(A run of records)
━━━
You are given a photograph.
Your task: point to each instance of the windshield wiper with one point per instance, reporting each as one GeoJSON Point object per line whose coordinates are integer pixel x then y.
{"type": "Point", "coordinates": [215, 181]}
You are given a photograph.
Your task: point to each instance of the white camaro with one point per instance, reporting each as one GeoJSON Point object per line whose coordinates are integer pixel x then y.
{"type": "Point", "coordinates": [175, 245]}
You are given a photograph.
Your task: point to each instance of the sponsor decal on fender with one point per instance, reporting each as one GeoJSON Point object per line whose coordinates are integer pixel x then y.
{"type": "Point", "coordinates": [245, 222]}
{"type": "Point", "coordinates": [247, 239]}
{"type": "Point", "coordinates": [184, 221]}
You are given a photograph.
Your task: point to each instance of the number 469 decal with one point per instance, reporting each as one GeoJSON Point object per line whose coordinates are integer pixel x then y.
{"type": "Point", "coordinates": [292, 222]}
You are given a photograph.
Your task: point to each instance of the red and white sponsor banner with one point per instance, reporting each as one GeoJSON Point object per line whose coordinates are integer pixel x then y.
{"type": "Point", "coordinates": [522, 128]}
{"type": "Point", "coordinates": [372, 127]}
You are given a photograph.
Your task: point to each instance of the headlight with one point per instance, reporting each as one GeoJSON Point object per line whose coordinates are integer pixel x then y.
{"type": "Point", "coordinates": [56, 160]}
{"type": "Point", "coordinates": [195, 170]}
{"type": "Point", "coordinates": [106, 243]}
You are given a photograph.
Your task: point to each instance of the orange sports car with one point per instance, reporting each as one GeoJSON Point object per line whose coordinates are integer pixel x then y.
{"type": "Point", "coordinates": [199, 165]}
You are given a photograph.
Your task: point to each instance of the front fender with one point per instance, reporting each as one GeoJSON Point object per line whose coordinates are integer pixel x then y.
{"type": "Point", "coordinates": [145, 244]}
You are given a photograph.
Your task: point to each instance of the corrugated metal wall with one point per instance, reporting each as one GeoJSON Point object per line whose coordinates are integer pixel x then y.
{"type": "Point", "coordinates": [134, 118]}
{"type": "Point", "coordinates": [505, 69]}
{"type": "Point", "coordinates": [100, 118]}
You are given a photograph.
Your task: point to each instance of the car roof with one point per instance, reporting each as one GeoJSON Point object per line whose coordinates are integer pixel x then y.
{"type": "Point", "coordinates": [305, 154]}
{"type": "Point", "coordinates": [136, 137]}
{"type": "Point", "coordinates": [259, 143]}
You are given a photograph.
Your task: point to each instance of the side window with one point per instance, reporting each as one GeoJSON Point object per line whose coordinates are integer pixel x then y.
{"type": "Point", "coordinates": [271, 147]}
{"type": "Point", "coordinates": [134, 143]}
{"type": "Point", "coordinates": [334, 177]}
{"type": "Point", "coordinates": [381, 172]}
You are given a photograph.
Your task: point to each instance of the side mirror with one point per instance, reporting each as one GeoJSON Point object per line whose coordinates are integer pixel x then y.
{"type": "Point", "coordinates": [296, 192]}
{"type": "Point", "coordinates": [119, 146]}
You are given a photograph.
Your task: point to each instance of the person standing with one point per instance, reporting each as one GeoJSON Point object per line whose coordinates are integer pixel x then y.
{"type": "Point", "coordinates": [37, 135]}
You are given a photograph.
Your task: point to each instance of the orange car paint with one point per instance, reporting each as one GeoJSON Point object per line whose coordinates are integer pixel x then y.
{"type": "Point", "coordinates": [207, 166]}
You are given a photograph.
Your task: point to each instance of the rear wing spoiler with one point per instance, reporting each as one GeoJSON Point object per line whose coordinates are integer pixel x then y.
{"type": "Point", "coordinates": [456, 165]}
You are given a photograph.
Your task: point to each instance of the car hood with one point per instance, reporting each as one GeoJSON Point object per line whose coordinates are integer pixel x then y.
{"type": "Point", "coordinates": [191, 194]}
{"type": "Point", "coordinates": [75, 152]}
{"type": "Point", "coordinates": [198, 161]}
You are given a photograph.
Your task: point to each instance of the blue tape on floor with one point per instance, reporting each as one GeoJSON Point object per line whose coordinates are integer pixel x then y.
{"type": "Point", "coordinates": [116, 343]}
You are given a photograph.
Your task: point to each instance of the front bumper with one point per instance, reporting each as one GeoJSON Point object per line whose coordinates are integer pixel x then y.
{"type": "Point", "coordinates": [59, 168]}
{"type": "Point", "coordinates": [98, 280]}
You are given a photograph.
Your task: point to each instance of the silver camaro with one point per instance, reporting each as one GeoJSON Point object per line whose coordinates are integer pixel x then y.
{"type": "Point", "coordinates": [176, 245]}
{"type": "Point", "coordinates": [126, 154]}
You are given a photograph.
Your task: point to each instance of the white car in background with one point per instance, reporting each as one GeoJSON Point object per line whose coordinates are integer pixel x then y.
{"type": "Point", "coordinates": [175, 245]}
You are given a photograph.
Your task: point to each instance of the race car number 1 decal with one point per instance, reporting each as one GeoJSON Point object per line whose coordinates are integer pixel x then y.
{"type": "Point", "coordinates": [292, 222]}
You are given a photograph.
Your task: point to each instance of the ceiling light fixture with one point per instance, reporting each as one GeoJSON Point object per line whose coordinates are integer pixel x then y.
━━━
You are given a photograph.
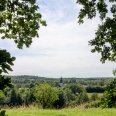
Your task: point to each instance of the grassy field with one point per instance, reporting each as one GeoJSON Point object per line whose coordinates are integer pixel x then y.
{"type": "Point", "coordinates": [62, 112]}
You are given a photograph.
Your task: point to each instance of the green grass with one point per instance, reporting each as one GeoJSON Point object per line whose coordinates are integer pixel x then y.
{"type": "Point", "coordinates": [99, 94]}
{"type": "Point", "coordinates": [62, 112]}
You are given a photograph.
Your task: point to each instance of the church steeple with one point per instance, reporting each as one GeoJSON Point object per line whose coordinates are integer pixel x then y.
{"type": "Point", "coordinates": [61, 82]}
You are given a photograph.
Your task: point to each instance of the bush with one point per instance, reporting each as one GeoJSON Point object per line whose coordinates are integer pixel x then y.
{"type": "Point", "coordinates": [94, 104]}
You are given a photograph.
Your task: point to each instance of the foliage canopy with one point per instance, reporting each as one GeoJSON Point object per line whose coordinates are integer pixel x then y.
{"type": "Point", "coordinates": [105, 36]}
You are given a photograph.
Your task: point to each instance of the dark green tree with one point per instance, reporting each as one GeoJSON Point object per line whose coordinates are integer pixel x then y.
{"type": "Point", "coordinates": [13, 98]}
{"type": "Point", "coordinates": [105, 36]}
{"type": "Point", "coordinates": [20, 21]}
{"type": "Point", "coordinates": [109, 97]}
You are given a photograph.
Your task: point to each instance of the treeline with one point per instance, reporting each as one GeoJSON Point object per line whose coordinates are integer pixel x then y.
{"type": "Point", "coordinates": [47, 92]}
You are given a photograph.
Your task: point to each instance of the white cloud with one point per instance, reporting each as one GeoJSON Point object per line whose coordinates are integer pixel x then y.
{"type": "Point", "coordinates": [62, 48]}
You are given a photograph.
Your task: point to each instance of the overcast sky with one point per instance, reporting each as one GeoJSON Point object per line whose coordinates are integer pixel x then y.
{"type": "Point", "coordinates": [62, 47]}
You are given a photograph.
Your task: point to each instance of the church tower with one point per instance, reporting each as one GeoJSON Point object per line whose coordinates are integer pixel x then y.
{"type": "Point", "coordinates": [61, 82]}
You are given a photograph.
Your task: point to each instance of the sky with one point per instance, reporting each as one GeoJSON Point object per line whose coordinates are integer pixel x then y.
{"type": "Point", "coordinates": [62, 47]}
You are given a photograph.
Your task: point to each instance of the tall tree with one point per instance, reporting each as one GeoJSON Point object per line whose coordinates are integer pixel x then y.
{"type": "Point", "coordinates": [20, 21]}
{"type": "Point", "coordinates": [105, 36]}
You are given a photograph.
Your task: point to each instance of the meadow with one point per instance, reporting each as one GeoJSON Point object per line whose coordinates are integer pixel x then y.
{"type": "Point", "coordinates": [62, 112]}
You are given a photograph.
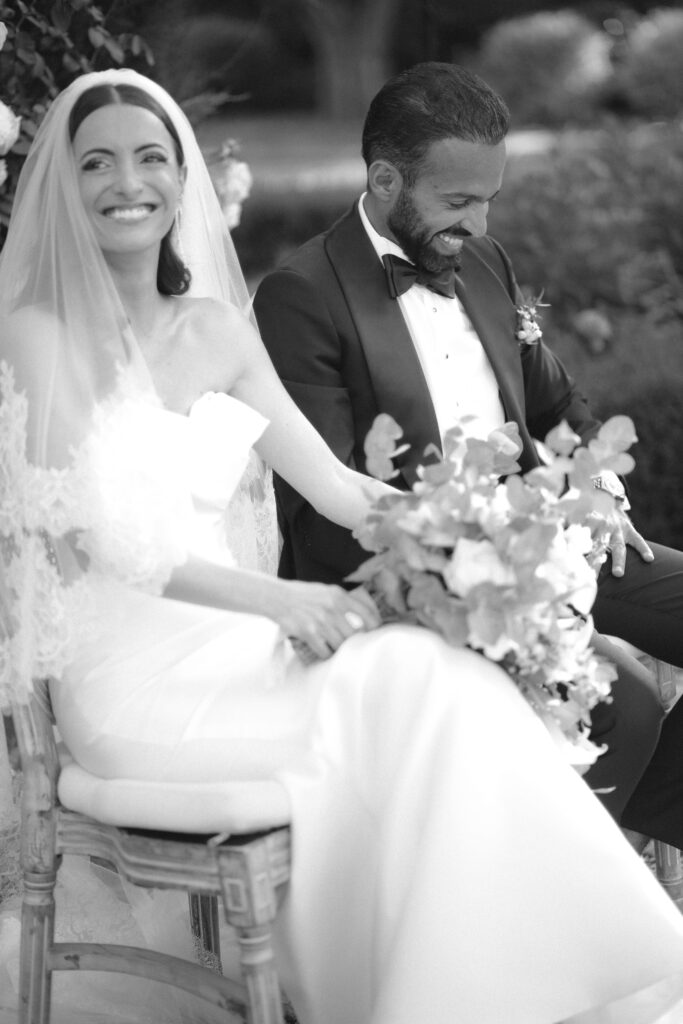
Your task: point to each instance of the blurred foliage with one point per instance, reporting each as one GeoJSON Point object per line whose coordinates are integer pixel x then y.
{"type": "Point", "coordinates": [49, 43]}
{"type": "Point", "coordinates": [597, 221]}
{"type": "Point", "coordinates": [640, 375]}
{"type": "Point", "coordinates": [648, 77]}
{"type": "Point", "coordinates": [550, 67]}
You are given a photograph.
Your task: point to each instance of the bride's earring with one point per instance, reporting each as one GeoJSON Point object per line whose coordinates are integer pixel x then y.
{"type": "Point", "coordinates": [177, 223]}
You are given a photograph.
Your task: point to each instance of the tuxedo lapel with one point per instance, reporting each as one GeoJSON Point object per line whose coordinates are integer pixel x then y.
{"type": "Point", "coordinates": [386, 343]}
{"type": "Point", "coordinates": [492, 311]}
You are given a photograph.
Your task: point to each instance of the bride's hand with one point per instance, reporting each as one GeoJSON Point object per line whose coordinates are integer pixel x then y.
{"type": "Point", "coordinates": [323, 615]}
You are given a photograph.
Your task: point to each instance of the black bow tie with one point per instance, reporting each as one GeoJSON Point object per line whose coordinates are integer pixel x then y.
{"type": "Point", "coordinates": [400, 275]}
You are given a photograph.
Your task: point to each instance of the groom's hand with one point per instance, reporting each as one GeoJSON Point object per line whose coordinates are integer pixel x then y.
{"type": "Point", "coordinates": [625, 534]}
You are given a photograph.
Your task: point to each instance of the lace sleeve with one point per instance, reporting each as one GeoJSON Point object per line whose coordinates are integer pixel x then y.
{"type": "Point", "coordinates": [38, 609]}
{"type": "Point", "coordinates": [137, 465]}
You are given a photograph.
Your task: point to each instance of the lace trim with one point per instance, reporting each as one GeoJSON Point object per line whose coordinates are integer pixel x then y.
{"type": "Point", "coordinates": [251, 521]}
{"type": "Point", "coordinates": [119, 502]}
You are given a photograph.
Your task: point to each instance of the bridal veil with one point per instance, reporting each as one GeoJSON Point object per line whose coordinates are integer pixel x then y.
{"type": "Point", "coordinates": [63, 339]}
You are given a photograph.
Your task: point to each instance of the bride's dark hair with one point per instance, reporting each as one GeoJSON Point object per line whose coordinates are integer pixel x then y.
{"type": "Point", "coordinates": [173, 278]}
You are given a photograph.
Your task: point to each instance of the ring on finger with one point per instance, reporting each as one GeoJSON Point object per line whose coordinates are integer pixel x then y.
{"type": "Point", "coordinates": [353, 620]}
━━━
**What to produce**
Please extract each line of the data above that contains the word "orange".

**Solution to the exercise**
Your task: point to each instance of the orange sports car with one point per instance, reporting each as one GeoJSON Point object per line whose coordinates are integer pixel x then y.
Your task: point to each instance of the orange car paint with one point per instance, reporting each as one GeoJSON Point object per line whose coordinates are integer pixel x then y.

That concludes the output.